**INFORMATION SHOWN:**
━━━━━━━━━━━━━━━━
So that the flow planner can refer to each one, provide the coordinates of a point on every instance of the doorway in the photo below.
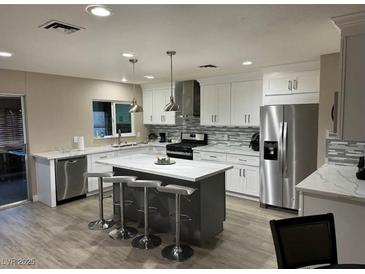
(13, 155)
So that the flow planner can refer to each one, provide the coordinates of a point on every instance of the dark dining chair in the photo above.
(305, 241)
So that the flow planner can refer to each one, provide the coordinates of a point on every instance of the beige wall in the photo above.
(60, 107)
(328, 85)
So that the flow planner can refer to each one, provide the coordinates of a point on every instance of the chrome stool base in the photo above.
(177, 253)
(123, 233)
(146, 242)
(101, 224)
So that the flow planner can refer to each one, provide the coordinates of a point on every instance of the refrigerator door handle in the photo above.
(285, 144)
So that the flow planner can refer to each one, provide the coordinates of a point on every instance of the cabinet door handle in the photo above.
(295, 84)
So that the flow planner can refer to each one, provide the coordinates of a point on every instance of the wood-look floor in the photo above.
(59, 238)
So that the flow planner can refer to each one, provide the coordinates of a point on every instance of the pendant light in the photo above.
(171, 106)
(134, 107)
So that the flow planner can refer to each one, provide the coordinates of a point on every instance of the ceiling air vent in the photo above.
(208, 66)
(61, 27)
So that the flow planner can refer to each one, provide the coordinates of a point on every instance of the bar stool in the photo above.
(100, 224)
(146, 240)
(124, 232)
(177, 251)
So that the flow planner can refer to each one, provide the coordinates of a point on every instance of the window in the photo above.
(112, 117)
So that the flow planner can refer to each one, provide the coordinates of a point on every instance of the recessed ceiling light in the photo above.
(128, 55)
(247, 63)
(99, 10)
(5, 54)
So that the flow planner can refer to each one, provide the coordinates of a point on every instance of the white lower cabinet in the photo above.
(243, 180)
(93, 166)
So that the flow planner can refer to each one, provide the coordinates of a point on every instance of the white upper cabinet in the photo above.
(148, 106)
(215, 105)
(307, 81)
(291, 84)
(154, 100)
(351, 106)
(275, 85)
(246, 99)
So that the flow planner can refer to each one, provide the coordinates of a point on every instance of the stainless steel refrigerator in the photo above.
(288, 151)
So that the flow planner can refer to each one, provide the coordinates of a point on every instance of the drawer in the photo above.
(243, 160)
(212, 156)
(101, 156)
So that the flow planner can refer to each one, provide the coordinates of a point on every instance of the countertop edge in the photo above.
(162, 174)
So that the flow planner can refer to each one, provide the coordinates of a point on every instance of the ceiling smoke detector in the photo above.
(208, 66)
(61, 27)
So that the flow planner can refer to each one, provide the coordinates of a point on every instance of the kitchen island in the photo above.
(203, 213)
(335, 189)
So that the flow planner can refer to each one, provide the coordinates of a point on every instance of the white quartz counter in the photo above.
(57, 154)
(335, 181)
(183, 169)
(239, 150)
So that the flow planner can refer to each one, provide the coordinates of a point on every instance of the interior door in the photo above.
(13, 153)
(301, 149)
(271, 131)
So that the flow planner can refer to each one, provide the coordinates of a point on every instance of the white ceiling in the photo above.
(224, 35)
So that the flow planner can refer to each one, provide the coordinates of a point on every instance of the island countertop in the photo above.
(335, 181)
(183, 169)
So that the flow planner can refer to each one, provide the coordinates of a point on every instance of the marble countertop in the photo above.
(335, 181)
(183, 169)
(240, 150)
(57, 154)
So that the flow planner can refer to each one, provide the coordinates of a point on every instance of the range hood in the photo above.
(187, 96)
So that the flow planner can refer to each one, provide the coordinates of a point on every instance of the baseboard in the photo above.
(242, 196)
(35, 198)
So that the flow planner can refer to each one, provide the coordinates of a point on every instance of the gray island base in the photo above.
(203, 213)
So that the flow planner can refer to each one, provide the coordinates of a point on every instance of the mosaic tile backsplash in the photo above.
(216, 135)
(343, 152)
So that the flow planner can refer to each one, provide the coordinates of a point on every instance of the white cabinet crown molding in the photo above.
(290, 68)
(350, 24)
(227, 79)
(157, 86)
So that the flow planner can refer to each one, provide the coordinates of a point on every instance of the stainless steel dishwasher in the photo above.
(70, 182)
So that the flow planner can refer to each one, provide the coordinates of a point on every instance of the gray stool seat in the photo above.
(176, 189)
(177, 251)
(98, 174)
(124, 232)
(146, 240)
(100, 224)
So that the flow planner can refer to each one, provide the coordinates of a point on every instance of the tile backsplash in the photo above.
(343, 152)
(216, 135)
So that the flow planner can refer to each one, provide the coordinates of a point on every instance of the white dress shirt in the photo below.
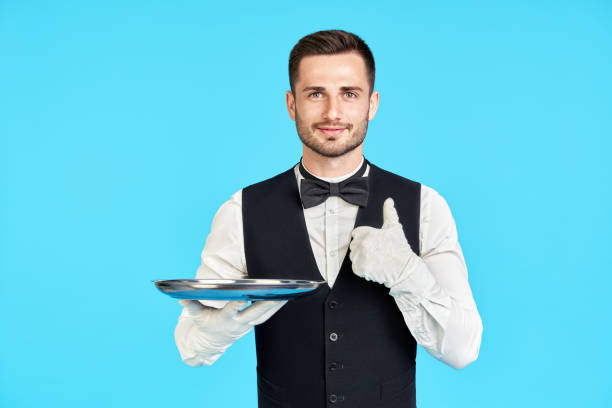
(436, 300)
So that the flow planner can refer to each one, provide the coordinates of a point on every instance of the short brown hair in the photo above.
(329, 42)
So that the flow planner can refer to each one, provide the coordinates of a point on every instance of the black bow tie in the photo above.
━━━━━━━━━━━━━━━━
**WORK REQUEST:** None of the pictures should appear; copy the rest of the material above exactly.

**OUTPUT FOR THIS EXERCISE:**
So that the flow planner can refer to each one, provide the coordinates of a point on every instance of the doorway in the photo below.
(13, 155)
So that the flow planner can refer to each one, provide the coordinates of a point on every instance of the dark dining chair in the photo above.
(305, 241)
So that the flow planner can refer to each one, provide the coordinates of a point on every instance of the beige wall in the photo above.
(60, 107)
(328, 85)
So that the flow planner can refer to each one, provide the coordinates of a point on every instance of the chrome stool base in the photo above.
(177, 253)
(123, 233)
(146, 242)
(101, 224)
So that the flow planner can refer to each one, provide the coordinates of a point on every instance of the refrigerator door handle in the photo above.
(285, 144)
So that the flow planner can refer to each one, provide the coordinates of a point on every instance of the cabinet door handle in the photo above.
(295, 84)
So that the flow planner can refer to each one, provide the coordinates of a point on every instance of the wood-look floor in the photo above.
(59, 238)
So that the flow planner can refer to each one, provide the coordinates of a point on every instance of the pendant light in the photo above.
(171, 106)
(134, 107)
So that the flow planner can refer to each one, provide the coordinates of a point on every instance of the ceiling air vent in the photo above.
(208, 66)
(61, 27)
So that the flow planner can refer to each one, provide the coordinates of a point on every instance of the bar stool in the photo above.
(100, 224)
(146, 240)
(124, 232)
(177, 251)
So that the flow planner can refer to each one, provide the coordinates of a point on every instance of the window in the photo above.
(112, 117)
So that the flow planner can refer to each one, provide the coordinates of a point on every instance of the recessed ceiling light in the photo above.
(128, 55)
(247, 63)
(99, 10)
(5, 54)
So that the flow planner can refer to each one, provide the coordinates of a point on every instance of the white lower cabinet in the photo above.
(243, 180)
(93, 166)
So that the flow planner can refer to each one, provide the coordinates of a point on every instance of the white upper cabinet in the photo above.
(148, 106)
(215, 105)
(307, 81)
(291, 84)
(154, 100)
(351, 106)
(275, 85)
(246, 99)
So that the flow planner can refer to each one, provide the coordinates of a point on every instance of the stainless steel refrigerator in the photo above.
(288, 151)
So that the flow planner can refer to each one, provide the coordinates of a point on every instance of the drawer in the photo above.
(243, 160)
(212, 156)
(101, 156)
So that the flow planner can refer to each one, provide the coordinates of a point on every instance of the countertop edge in the photo above.
(162, 174)
So that the flow planner can refer to each one, provide the coordinates of a point on every instance of the ceiling smoke detector in the photo above.
(208, 66)
(61, 27)
So that the flow planner can refer to each one, provide the coordinates of a point on every instance of the kitchen island in the photo above.
(203, 213)
(335, 189)
So that the flow planner can refer to each one, provide the coordinates of a point on every instance of the white quartz counter in the photo above.
(57, 154)
(335, 181)
(183, 169)
(239, 150)
So that the flow planner can refer to each one, provide the coordinates of a point on every instance of the interior door in the photo above.
(13, 153)
(301, 149)
(271, 131)
So that the flow planner can refer to each one, provide the coordinates of a point on every instance of the white ceiling in the photo above.
(224, 35)
So that the flow planner can refer to each one, provide the coordinates of a point on every instance of the island countertop in the photo above.
(335, 181)
(183, 169)
So that the flow planner can refer to each one, provide the coordinates of a point on every instance of the marble countertop in the photo above.
(335, 181)
(183, 169)
(240, 150)
(57, 154)
So that the flow planner can refer to each one, provide the coordinates of a point on every instance of the range hood in the photo above.
(187, 96)
So that the flow planner can refer to each one, provide the coordinates of a point on every instance of the baseboard in the photo above.
(242, 196)
(35, 198)
So that the flow planner can refer to each one, provide the coordinates of a point on every instance of the gray island base in the photo above.
(203, 213)
So that the flow planner can refer to each one, provide the coordinates of a point on every instance of the mosaic tile backsplash in the photo above.
(216, 135)
(343, 152)
So that the flow planner can refer to each one, provide the coordinates of a point on every instance of the white cabinet crown molding in the photo above.
(290, 68)
(350, 24)
(227, 79)
(157, 86)
So that the flow planner can refer to each one, provide the coordinates of a point on every instance of the stainless steel dishwasher in the photo above.
(70, 182)
So that the flow planner can refer to each one, provide the coordinates of a point on every instance of the gray stool seat in the photo above.
(176, 189)
(177, 251)
(98, 174)
(124, 232)
(146, 240)
(100, 224)
So that the flow planner can refer to each one, provide the coordinates of a point on every instance of the tile backsplash in the photo above.
(343, 152)
(216, 135)
So that the flow planner can refer to each one, provide the coordinates of a point on every instance of the white dress shirt in the photo below.
(436, 300)
So that the flow planner can refer to each one, provide the coordinates of a point on every instance of the short brown hair in the photo above.
(329, 42)
So that the flow planner can refer to each one, provide the coordinates of a point on every instance of the black bow tie in the photo above.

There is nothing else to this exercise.